*What the task requires:* Find each line in the records below that contains the word "looped" and copy those lines out. Case counts.

*Data for the task:*
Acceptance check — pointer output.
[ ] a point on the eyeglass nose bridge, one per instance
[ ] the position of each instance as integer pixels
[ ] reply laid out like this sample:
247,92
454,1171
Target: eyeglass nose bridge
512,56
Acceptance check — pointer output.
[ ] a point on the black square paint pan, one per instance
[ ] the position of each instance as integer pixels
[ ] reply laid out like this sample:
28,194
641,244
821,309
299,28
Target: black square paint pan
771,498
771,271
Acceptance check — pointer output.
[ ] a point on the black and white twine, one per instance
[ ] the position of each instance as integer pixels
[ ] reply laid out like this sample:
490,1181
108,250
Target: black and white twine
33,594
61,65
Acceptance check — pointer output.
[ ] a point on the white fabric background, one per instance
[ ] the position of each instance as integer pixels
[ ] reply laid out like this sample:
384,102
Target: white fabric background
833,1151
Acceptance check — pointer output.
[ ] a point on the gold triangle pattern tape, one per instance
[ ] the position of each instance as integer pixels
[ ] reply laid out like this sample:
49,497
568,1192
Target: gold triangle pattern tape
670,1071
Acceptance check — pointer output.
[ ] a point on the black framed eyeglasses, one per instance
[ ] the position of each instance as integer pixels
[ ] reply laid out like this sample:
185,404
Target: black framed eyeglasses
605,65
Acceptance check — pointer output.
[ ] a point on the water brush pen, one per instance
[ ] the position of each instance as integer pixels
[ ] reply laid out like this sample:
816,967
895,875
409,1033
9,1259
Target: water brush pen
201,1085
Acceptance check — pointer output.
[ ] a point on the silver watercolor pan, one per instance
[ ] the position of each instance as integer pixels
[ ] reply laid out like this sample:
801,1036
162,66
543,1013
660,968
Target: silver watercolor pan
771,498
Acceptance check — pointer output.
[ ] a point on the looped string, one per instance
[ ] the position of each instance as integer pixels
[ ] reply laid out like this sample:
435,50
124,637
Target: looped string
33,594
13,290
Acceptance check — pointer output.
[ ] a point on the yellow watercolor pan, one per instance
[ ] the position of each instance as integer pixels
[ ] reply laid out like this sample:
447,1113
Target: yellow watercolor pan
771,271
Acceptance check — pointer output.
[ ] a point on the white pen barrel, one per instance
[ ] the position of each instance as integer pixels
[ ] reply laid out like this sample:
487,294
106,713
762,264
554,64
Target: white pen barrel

...

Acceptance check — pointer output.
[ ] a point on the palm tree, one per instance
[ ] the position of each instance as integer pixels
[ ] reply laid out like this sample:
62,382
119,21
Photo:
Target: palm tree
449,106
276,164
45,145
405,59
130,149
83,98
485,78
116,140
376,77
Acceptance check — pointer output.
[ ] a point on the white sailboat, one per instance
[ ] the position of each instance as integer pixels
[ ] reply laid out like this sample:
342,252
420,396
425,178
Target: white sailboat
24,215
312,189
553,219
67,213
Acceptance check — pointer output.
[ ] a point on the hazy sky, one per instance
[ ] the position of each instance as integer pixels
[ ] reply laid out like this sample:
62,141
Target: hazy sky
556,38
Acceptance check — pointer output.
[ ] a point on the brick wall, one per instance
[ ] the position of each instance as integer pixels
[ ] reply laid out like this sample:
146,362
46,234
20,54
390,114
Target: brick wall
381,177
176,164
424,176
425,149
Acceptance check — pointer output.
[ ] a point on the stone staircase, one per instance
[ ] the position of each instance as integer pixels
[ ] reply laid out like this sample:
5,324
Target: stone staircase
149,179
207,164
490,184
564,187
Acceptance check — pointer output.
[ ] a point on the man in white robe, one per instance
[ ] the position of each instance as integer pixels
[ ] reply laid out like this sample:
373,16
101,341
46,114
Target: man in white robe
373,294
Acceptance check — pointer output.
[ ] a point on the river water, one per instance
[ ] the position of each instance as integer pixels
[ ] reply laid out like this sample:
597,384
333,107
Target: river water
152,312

*Expected answer:*
[ ] a point on the looped string, one per instance
Target: looped string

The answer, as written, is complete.